## Source records
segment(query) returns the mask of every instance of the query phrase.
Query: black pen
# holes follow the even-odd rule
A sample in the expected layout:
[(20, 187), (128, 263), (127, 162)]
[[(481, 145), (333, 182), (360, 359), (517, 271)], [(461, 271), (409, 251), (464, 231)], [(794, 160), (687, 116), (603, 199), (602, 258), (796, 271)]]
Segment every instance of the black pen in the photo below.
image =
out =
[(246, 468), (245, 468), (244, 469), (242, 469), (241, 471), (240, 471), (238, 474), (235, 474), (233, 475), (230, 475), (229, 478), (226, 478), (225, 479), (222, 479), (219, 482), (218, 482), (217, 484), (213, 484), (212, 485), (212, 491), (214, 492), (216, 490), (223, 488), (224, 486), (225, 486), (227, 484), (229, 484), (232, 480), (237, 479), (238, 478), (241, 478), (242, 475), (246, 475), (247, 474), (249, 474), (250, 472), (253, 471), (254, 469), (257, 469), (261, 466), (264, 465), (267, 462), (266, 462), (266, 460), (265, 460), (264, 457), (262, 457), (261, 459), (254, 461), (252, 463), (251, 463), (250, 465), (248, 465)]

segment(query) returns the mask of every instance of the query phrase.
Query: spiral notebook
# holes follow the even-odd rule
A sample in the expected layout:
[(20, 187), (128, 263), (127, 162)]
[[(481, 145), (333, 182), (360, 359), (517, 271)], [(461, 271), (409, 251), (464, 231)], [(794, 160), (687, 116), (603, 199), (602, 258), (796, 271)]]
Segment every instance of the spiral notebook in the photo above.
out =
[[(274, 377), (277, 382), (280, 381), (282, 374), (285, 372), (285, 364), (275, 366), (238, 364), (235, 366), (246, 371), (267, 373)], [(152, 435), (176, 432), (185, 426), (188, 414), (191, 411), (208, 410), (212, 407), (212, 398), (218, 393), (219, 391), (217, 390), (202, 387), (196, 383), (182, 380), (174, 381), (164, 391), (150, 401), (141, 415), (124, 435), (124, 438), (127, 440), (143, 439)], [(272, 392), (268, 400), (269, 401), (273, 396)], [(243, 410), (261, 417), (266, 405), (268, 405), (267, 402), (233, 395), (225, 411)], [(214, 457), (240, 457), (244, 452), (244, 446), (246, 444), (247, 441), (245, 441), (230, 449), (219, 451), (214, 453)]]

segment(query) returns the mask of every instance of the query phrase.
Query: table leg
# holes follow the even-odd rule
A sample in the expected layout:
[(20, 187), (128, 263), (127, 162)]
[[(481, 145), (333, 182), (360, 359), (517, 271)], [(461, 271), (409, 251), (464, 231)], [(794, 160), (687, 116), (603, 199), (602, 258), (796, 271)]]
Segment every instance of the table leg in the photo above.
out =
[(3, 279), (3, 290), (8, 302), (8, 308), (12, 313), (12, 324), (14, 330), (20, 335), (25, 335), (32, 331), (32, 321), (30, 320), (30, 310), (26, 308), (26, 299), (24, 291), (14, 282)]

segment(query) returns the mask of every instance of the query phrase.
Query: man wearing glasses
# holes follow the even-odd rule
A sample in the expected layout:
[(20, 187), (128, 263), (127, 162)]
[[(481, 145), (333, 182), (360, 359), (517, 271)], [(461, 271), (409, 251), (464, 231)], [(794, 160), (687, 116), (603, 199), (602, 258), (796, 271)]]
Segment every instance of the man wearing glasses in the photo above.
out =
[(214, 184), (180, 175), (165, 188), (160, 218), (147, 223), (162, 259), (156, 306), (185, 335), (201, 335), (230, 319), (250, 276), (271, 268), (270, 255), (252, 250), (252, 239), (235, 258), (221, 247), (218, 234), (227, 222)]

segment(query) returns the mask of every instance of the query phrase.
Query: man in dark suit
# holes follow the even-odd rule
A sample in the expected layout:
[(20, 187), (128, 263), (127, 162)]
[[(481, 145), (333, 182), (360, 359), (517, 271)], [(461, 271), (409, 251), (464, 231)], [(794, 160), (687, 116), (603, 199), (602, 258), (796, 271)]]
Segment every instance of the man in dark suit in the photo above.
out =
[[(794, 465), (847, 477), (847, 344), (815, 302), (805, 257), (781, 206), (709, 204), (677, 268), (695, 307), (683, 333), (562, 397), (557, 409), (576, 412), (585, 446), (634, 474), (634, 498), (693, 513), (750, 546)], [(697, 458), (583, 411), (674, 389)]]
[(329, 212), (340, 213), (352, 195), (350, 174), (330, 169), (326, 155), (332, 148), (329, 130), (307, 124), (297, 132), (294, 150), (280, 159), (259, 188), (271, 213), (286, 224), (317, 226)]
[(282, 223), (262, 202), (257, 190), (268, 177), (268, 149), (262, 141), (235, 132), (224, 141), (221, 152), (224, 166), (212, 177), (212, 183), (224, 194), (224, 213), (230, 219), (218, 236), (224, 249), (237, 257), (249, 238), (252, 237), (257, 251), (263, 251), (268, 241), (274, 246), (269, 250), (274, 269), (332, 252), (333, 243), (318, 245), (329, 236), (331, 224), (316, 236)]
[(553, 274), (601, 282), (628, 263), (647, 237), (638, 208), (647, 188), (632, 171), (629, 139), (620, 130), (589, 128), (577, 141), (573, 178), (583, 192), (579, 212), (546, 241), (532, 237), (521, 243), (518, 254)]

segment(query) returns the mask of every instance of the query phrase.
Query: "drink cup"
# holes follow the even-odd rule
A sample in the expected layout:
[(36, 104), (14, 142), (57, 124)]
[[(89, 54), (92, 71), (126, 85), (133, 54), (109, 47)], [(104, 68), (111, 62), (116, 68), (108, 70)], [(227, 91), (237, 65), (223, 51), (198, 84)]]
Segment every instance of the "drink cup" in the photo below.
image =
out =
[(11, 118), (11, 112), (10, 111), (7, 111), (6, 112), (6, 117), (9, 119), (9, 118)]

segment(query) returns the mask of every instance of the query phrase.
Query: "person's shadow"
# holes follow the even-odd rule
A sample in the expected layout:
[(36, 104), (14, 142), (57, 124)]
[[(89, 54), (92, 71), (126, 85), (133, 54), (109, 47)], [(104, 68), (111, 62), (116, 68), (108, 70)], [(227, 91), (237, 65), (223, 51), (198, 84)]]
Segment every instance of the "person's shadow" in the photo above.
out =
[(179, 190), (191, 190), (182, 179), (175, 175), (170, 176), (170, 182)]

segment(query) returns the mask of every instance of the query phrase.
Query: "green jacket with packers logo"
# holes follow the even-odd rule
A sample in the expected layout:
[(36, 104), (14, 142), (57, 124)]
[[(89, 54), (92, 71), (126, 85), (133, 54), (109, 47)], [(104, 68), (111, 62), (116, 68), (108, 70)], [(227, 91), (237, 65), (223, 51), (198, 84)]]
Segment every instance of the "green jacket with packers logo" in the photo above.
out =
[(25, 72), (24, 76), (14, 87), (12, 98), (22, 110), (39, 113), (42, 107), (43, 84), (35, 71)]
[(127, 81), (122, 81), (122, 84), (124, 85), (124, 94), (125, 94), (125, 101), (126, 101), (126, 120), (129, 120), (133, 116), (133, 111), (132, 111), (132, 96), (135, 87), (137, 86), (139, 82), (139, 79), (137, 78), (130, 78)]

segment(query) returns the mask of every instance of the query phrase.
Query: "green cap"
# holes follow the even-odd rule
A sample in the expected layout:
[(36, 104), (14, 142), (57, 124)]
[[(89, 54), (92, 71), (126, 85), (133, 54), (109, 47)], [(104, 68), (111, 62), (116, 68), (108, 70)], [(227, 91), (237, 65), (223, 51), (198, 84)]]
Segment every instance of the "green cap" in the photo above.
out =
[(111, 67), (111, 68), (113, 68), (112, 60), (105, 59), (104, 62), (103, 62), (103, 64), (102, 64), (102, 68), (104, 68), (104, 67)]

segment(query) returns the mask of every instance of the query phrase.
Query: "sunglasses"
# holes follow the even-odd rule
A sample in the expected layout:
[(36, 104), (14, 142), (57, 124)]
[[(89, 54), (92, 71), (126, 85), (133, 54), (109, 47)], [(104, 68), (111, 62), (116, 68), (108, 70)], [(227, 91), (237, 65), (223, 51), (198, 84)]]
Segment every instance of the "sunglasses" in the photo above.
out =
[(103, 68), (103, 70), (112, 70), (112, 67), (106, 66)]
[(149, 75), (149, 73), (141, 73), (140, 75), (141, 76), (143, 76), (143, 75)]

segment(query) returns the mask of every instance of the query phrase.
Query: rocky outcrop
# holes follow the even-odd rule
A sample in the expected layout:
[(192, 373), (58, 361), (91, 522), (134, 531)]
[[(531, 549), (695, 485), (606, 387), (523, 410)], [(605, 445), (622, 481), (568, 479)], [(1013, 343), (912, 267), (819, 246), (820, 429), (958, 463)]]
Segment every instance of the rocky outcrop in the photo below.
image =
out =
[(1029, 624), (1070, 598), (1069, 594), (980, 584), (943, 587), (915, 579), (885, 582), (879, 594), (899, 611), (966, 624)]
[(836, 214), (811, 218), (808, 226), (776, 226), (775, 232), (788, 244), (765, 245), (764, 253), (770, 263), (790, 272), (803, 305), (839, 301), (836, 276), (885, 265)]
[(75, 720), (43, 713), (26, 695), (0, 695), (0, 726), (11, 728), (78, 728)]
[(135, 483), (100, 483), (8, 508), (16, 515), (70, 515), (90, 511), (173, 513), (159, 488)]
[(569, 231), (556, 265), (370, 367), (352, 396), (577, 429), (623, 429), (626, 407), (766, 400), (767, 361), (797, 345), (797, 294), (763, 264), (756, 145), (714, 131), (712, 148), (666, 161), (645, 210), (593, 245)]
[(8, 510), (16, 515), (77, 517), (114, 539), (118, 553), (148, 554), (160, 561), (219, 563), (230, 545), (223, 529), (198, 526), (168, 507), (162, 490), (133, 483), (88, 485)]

## What is asked
Which lines of the Source records contain the word "shadow"? Extract each of those lines in full.

## Answer
Query: "person's shadow"
Segment every instance of the "person's shadow" in the photo above.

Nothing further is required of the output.